**Extracted information**

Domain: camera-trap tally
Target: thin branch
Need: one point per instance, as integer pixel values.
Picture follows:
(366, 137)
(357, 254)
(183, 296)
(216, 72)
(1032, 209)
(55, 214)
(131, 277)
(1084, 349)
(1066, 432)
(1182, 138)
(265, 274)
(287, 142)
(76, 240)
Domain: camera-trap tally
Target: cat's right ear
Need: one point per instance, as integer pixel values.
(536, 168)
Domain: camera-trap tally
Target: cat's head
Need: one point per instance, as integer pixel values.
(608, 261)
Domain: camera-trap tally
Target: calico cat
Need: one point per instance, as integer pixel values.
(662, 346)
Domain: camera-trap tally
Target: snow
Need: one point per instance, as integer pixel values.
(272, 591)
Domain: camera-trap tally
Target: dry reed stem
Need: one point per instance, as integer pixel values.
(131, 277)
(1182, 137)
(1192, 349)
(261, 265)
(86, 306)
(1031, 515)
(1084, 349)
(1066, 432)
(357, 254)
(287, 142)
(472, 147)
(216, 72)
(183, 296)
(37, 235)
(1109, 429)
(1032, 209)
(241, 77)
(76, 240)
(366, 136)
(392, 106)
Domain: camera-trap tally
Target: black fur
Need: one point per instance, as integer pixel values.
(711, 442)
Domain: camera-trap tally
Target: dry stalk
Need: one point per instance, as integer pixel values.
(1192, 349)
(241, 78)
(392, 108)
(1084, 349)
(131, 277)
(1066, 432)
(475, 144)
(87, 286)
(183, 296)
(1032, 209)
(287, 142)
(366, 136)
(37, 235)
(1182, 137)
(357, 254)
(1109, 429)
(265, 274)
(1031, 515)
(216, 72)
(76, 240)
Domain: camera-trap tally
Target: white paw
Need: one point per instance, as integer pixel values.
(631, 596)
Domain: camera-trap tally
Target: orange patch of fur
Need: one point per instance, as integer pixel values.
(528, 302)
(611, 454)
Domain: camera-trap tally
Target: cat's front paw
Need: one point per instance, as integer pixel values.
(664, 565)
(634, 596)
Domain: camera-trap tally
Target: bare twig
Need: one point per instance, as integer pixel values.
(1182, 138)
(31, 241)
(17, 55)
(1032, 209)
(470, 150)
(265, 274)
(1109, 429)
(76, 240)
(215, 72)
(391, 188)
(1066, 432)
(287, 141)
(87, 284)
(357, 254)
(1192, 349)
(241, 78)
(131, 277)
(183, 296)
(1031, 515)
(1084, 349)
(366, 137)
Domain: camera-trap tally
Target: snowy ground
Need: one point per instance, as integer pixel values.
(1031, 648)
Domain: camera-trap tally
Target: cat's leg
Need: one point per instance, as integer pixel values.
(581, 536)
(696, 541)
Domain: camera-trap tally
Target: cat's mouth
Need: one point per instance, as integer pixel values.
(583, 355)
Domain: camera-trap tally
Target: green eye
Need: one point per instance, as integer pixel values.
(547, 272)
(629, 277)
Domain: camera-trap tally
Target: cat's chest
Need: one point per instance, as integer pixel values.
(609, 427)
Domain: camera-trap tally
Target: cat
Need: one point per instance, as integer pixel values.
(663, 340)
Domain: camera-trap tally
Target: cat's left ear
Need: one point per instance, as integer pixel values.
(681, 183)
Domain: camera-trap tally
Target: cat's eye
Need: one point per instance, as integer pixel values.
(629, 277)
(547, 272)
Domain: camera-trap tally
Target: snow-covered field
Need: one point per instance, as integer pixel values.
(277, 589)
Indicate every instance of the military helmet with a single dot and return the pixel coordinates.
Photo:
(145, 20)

**Set exercise**
Quote every line from the line containing "Indicate every instance" through the closing line of the listing, including both.

**In response**
Indicate every instance of the military helmet with a single dot and return the pixel coordinates.
Photo:
(145, 20)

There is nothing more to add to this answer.